▶ _Stated goal_
Reproduce the passage about Argentina's defaulted debt word for word, from "SO WAIT. Elliott" to "this even allowed?".

▶ _Quoted passage_

▶

And for 15 years, Eliott fought Argentina to grab the $2.4 billion it wanted on the country’s defaulted debt alongside other “holdout" creditors.
Eventually, on April 22nd, 2016 at 8:13 AM, as NYC was waking from its foggy slumber, Eliott’s managers woke to see their bank account padded with the $2.4 billion they had been fucking whining so long about.
In the Argentine presidential race around that time, one of the biggest issues facing voting citizens of that nation involved getting the Eliot issue handled ASAP. In part, winning candidate/president Mauricio Macri ran his platform on being able to tell Eliot to shut the fuck up and stop bitchin’. Macri was able to pay off what they owed to Eliot and the others by raising money through a giant bond sale ($16.5 billion) that was the largest in history for a developing country. It made economists start to worry about the precedent that was being set:
A saga that has captivated the sovereign debt world is finally over, yet economists and lawyers are now examining the broader implications. The suspicion is that the legal tactic successfully used by Elliott — and its eye-watering profit — could embolden other hedge funds to try to exploit countries in distress and make it harder for states to tackle excessive debt burdens.
“It’s a disaster for the world,” says Joseph Stiglitz, an economics professor at Columbia University and a Nobel laureate. “It sets an enormously bad precedent and will cause a lot of anxiety in the global financial system.”
The precedent was timely, not only due to worries over a destabilsing Venezuela, but also Greece and Ukraine’s bankruptcies in the early to mid-2010s. Concern cropped up over how the International Monetary Fund (IMF) might overhaul what was known as the “sovereign bankruptcy architecture”.
Pushing for that Argentine debt to payout, Elliot & others were rubbing their hands gleefully like flies on shit hoping that a credit event would trigger a “failure to pay” clause once Argentina started missing interest payments, including a $500+ mill. one.
Eventually, a “failure to pay event” was determined by the Americas Credit Determination Committee and meant that Argentina had to start hurrying the fuck up. AND GUESS WHO WAS A PART OF THAT FUCKING BOARD:
Comprising more than a dozen major banks, hedge funds and fund managers, the committee is responsible for applying the terms of market-standard credit derivatives contracts to specific cases. Its members include Elliott Management Corporation, the $40 billion hedge fund headed by Paul Singer, which has brought numerous lawsuits against Argentina over previous defaults.
SO WAIT. Elliott is on the board that gets to fucking decide when and how their bets or even their hedge fuck buddies’ credit default swaps get paid? How the fuck is this even allowed?

◀

▶ _Information supplied_
▶

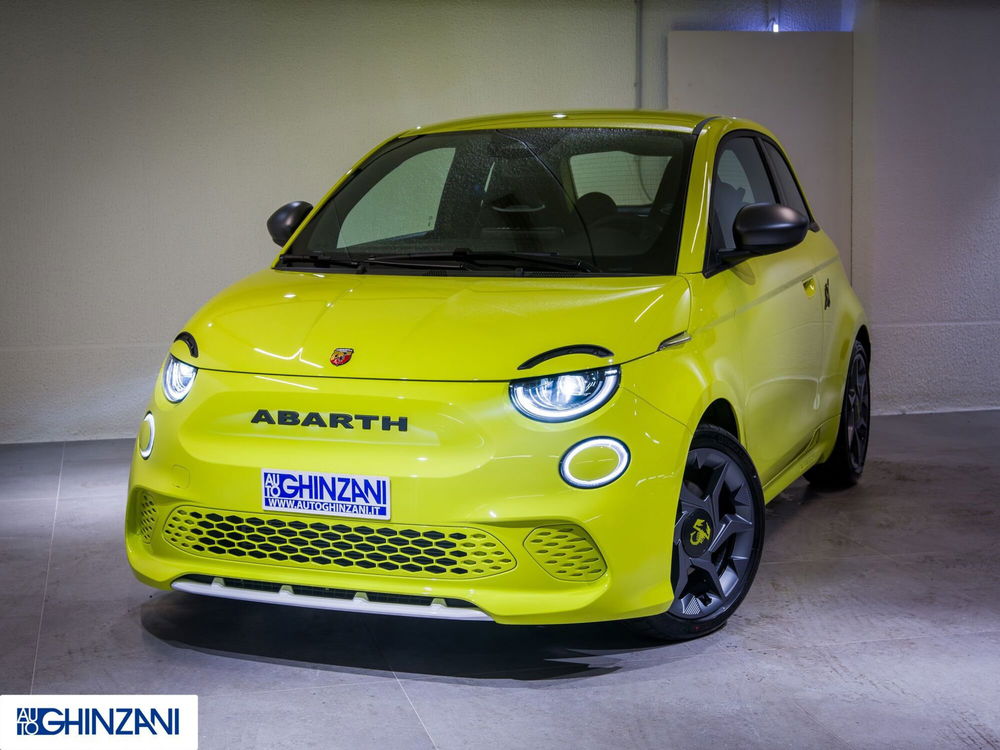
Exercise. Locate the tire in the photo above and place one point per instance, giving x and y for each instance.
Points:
(720, 528)
(847, 462)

◀

▶ _Problem solution_
SO WAIT. Elliott is on the board that gets to fucking decide when and how their bets or even their hedge fuck buddies’ credit default swaps get paid? How the fuck is this even allowed?